▶ _WHAT TO DO_
Using the data below, repeat all of it precisely.

▶ _EXERCISE MATERIAL_
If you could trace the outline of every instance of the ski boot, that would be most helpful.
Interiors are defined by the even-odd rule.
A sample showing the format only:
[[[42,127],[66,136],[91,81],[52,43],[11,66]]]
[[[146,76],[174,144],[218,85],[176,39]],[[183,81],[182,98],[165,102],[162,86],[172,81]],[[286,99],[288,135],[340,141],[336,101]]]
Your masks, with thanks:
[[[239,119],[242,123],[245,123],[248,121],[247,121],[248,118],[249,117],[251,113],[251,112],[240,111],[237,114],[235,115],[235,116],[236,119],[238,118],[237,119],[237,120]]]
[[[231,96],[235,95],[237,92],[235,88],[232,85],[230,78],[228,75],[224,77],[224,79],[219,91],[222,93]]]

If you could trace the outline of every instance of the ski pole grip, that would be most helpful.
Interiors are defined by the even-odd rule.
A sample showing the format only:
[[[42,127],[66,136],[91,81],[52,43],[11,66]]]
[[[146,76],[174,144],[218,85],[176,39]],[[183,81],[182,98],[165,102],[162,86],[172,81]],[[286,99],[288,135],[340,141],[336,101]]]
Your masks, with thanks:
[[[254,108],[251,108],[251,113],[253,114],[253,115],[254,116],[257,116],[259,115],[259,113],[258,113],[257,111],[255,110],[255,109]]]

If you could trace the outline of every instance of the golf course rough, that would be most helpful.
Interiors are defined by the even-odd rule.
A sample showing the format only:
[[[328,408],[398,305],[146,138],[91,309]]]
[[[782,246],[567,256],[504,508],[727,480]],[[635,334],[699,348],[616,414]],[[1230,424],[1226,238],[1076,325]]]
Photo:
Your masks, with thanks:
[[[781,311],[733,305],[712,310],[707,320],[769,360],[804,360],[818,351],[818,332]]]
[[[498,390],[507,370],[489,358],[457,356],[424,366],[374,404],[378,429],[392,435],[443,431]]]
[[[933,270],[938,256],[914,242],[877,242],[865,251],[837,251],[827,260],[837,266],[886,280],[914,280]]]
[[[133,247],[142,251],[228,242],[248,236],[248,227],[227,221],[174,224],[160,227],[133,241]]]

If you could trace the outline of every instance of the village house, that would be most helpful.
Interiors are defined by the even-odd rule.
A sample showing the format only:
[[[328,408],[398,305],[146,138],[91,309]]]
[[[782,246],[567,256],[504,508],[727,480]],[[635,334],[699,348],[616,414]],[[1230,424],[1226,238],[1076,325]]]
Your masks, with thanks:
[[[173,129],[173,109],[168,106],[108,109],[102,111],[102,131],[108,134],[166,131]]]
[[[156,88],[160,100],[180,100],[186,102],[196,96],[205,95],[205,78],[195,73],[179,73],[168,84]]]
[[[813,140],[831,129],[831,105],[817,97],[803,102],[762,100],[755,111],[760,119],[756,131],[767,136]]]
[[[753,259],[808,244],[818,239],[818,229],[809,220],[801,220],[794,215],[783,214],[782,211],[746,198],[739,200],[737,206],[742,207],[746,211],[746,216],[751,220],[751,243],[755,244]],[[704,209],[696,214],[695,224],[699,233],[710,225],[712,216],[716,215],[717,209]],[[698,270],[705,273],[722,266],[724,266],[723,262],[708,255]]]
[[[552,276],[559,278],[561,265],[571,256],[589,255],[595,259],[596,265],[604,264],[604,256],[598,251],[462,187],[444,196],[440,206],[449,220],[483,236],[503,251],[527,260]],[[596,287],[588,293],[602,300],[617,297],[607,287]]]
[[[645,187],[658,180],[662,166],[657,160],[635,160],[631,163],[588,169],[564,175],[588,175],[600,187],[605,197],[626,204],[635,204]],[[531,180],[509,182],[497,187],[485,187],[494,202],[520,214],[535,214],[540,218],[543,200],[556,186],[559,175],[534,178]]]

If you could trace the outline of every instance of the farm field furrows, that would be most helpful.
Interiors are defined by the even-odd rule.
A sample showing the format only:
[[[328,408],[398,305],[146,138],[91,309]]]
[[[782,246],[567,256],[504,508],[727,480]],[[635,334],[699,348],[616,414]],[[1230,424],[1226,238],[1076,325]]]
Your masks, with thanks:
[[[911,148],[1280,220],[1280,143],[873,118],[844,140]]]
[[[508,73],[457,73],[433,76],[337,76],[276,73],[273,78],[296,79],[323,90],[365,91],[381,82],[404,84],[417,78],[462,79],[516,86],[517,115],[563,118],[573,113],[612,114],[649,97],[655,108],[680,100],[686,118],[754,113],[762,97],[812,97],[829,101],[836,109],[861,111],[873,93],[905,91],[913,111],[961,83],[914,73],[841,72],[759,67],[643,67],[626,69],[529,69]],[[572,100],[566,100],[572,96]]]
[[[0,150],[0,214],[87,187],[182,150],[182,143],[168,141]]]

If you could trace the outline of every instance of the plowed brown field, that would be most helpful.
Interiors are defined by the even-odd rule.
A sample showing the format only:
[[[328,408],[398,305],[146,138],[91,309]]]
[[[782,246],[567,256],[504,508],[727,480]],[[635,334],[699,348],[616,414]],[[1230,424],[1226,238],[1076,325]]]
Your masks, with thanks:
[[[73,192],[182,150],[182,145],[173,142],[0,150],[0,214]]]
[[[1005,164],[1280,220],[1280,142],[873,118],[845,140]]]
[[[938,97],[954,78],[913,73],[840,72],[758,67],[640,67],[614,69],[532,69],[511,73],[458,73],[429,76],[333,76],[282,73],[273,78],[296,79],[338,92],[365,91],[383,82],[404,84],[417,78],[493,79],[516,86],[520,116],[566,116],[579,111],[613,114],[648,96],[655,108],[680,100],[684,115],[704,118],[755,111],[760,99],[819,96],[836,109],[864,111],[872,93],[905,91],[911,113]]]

▶ _CORRECT ANSWER_
If you could trace the outline of every instance of the ski boot, that would be most helpful.
Interiors are defined by the even-odd rule.
A sample showing the format only:
[[[42,127],[66,136],[91,81],[52,43],[11,66]]]
[[[146,76],[174,144],[218,85],[176,39]],[[183,81],[182,98],[165,102],[162,86],[172,81]],[[286,99],[288,135],[340,141],[336,101]]]
Your masks, with thanks:
[[[239,119],[242,123],[245,123],[248,121],[247,121],[248,118],[249,117],[251,113],[251,112],[240,111],[237,114],[235,115],[235,116],[236,119],[238,118],[237,119],[237,120]]]
[[[231,96],[235,95],[237,92],[235,88],[232,85],[230,78],[228,75],[224,77],[224,79],[219,91],[222,93]]]

If you could trace the outline of every instance of the ski pole grip, that would be most helpful.
Interiors are defined by the even-odd rule.
A sample showing the format only:
[[[42,127],[66,136],[91,81],[52,43],[11,66]]]
[[[146,76],[174,144],[218,85],[176,39]],[[183,81],[182,98],[165,102],[162,86],[172,81]],[[286,99],[288,135],[340,141],[336,101]]]
Your masks, with thanks:
[[[254,108],[251,108],[251,113],[253,114],[253,115],[254,116],[257,116],[259,115],[259,113],[258,113],[257,111],[255,110],[255,109]]]

If you could trace the outline of every instance of the golf course rough, that would be most helpful.
Interiors are defined by the even-odd rule.
A sample showing the format only:
[[[328,408],[398,305],[146,138],[91,309]]]
[[[782,246],[567,256],[504,508],[727,480]],[[635,334],[699,348],[616,414]],[[1230,424],[1226,238],[1076,325]]]
Photo:
Your masks, with thanks:
[[[781,311],[733,305],[712,310],[707,320],[769,360],[804,360],[818,351],[818,332]]]
[[[498,390],[507,370],[489,358],[457,356],[424,366],[374,404],[378,429],[392,435],[443,431]]]
[[[933,270],[938,256],[914,242],[877,242],[865,251],[837,251],[827,260],[837,266],[886,280],[914,280]]]
[[[133,247],[142,251],[228,242],[248,236],[248,227],[227,221],[174,224],[160,227],[133,241]]]

If you could trace the outline of every instance of the village house, that would be most helpful.
Interiors are defined by the even-odd rule.
A sample showing the format only:
[[[328,408],[398,305],[146,138],[91,309]]]
[[[782,246],[567,256],[504,508],[727,480]],[[635,334],[699,348],[616,414]],[[1230,424],[1226,238],[1076,325]]]
Your masks, with thanks:
[[[173,129],[173,109],[168,106],[108,109],[102,111],[102,131],[108,134],[166,131]]]
[[[156,88],[160,100],[180,100],[186,102],[196,96],[205,95],[205,78],[195,73],[179,73],[168,84]]]
[[[813,140],[831,129],[831,105],[817,97],[803,102],[762,100],[755,111],[760,119],[756,131],[767,136]]]
[[[753,259],[808,244],[818,239],[818,229],[809,220],[801,220],[794,215],[783,214],[782,211],[746,198],[739,200],[737,206],[742,207],[746,211],[746,216],[751,220],[751,243],[755,244]],[[704,209],[696,214],[695,224],[699,233],[710,225],[712,216],[716,215],[717,209]],[[698,270],[705,273],[722,266],[724,266],[723,262],[708,255]]]
[[[552,276],[559,278],[561,265],[571,256],[589,255],[595,259],[596,265],[604,264],[604,256],[598,251],[462,187],[444,196],[440,206],[449,220],[483,236],[503,251],[527,260]],[[596,287],[588,293],[602,300],[617,297],[607,287]]]
[[[645,187],[658,180],[662,166],[657,160],[635,160],[631,163],[588,169],[564,175],[588,175],[600,187],[605,197],[626,204],[635,204]],[[531,180],[509,182],[497,187],[485,187],[494,202],[520,214],[535,214],[540,218],[543,200],[556,186],[559,175],[534,178]]]

If you could trace the outline of every instance of the farm field furrows, that would be most helpful.
Interiors are defined by the even-odd rule.
A sample showing the format only:
[[[328,408],[398,305],[146,138],[91,309]]]
[[[782,246],[567,256],[504,508],[727,480]],[[635,334],[699,348],[616,414]],[[1230,424],[1226,238],[1076,325]]]
Your masks, with thanks:
[[[911,148],[1280,220],[1280,143],[873,118],[844,140]]]
[[[508,73],[457,73],[433,76],[337,76],[276,73],[273,78],[296,79],[323,90],[365,91],[381,82],[404,84],[417,78],[462,79],[516,86],[517,115],[563,118],[573,113],[612,114],[649,97],[655,108],[680,100],[686,118],[754,113],[762,97],[812,97],[829,101],[836,109],[861,111],[873,93],[905,91],[913,111],[961,83],[914,73],[841,72],[759,67],[643,67],[626,69],[529,69]],[[572,100],[566,100],[572,96]]]
[[[0,150],[0,214],[87,187],[182,150],[182,143],[168,141]]]

If you could trace the outline of every instance of the plowed brown field, that would be most helpful.
Interiors are defined by the even-odd rule.
A sample showing the format only:
[[[328,408],[398,305],[146,138],[91,309]]]
[[[782,246],[567,256],[504,508],[727,480]],[[635,334],[699,348],[616,414]],[[1230,424],[1226,238],[1076,325]]]
Your masks, with thanks:
[[[73,192],[182,150],[182,145],[173,142],[0,150],[0,214]]]
[[[1005,164],[1280,220],[1280,142],[873,118],[845,140]]]
[[[938,97],[954,78],[913,73],[840,72],[758,67],[640,67],[614,69],[532,69],[511,73],[458,73],[429,76],[333,76],[282,73],[273,78],[296,79],[338,92],[365,91],[383,82],[404,84],[417,78],[493,79],[516,86],[520,116],[566,116],[579,111],[613,114],[648,96],[655,108],[680,100],[684,115],[704,118],[755,111],[760,99],[819,96],[836,109],[864,111],[872,93],[905,91],[911,113]]]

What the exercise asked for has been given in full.